= Data to process =
++++

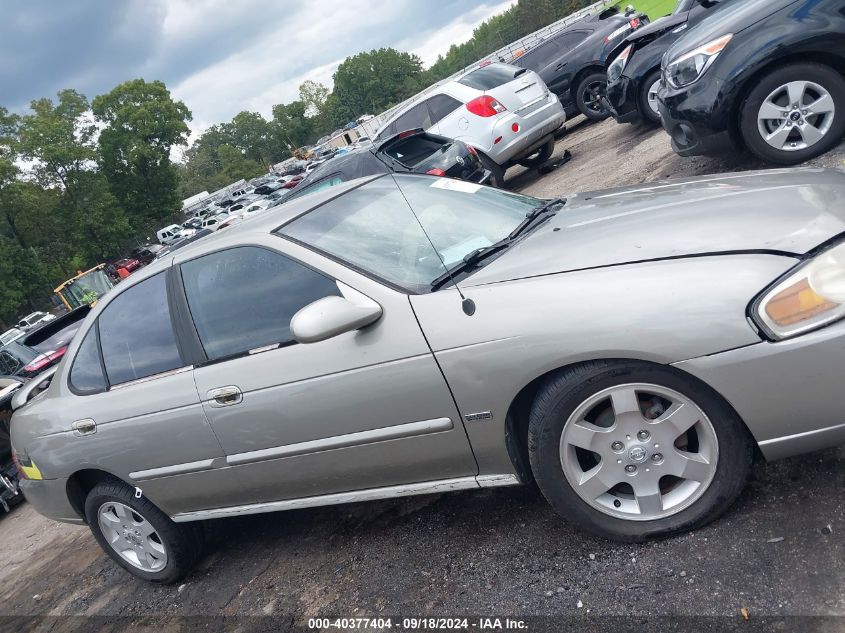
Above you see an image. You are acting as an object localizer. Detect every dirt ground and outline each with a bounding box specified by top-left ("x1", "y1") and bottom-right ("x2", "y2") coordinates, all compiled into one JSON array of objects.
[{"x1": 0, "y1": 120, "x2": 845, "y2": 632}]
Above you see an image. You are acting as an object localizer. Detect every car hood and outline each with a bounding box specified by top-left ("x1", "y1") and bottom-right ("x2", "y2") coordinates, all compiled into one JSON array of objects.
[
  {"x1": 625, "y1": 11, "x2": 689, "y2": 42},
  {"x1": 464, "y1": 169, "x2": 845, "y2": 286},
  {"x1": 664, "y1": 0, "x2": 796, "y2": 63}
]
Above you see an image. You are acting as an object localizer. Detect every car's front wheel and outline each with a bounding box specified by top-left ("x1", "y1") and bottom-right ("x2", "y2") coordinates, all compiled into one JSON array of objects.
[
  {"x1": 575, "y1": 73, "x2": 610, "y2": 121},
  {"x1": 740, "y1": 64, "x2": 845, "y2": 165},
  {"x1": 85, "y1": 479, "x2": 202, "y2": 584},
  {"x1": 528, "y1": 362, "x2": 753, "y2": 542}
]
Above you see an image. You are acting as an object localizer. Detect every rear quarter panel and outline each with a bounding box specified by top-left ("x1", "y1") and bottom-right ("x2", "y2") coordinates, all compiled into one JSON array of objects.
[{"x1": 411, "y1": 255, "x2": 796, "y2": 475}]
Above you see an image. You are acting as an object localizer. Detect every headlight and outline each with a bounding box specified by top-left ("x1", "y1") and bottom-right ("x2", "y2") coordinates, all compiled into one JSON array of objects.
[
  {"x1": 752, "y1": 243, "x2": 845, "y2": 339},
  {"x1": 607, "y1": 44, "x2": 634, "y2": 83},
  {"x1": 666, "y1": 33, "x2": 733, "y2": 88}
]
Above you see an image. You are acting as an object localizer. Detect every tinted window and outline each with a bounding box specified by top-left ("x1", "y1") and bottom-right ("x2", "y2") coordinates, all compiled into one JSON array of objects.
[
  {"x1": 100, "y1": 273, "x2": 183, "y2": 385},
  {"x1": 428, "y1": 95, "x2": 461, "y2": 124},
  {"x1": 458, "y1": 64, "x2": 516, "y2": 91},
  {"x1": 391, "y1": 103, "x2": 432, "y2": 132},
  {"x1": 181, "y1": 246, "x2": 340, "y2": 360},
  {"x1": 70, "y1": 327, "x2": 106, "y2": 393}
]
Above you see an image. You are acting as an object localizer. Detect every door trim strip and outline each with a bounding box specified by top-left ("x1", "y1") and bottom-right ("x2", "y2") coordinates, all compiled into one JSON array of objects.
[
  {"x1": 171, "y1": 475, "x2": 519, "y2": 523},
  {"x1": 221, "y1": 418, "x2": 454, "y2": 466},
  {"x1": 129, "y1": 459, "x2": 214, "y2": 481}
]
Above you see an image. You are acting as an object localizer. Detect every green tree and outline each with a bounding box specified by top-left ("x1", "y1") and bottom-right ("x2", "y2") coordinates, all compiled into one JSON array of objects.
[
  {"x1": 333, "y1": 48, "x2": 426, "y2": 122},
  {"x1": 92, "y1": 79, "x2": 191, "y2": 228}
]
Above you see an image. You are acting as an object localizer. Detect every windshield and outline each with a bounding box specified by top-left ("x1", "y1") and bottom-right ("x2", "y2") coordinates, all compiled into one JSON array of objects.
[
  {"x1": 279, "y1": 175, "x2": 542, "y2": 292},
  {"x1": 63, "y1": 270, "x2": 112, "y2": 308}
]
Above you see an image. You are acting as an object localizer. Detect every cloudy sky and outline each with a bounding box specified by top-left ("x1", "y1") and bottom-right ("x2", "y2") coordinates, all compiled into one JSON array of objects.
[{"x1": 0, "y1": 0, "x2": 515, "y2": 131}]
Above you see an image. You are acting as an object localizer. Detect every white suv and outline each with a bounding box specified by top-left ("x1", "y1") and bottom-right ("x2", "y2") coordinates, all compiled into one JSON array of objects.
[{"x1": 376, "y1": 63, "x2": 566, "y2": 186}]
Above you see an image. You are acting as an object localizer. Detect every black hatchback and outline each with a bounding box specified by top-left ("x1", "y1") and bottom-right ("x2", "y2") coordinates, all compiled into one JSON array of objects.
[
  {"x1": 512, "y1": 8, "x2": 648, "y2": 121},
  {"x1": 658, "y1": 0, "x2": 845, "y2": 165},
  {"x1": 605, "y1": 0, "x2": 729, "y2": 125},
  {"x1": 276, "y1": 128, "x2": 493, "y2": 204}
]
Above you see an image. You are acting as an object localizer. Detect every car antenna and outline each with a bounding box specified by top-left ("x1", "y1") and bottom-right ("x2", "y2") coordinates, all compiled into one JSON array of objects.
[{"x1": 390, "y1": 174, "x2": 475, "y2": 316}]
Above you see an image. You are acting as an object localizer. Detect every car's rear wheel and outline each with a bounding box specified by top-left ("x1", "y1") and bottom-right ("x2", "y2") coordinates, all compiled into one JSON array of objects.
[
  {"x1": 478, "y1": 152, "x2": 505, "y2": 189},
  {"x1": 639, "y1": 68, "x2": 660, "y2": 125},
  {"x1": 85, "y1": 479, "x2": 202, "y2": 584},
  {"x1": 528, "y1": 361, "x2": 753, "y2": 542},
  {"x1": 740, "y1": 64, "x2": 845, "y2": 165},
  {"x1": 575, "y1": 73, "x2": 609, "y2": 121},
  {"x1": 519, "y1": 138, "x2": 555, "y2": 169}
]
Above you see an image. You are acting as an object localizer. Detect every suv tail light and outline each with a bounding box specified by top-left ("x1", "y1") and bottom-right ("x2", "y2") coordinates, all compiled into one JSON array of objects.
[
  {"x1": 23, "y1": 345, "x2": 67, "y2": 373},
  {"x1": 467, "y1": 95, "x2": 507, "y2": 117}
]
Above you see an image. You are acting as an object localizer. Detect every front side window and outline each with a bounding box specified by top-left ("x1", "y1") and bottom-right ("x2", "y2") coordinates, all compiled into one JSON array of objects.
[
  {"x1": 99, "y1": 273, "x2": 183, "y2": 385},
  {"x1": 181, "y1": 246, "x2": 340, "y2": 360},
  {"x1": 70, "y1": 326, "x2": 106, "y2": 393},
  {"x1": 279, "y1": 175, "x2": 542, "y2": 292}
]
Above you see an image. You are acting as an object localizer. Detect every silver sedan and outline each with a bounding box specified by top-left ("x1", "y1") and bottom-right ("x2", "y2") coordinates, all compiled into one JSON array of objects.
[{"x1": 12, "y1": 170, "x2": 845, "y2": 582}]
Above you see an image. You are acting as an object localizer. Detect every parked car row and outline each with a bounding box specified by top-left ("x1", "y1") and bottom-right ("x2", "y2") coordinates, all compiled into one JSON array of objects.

++++

= Short problem =
Please find each line in the material above that contains the word "rear" and copy those lines. Match case exactly.

= The result =
Above you see an image. You are acting as an object localizer. Detect every rear quarter panel and outline each with a bounding box specified by top-left ("x1", "y1") and bottom-right ("x2", "y2") coordinates, all compiled into one JSON array of objects.
Above you see an image. You are acting as an object localizer. Detect every car's rear wheel and outline each with a bounding box specified by top-left ("x1", "y1") and bottom-right ("x2", "y2") coordinates, all compiled into one JSON array of objects.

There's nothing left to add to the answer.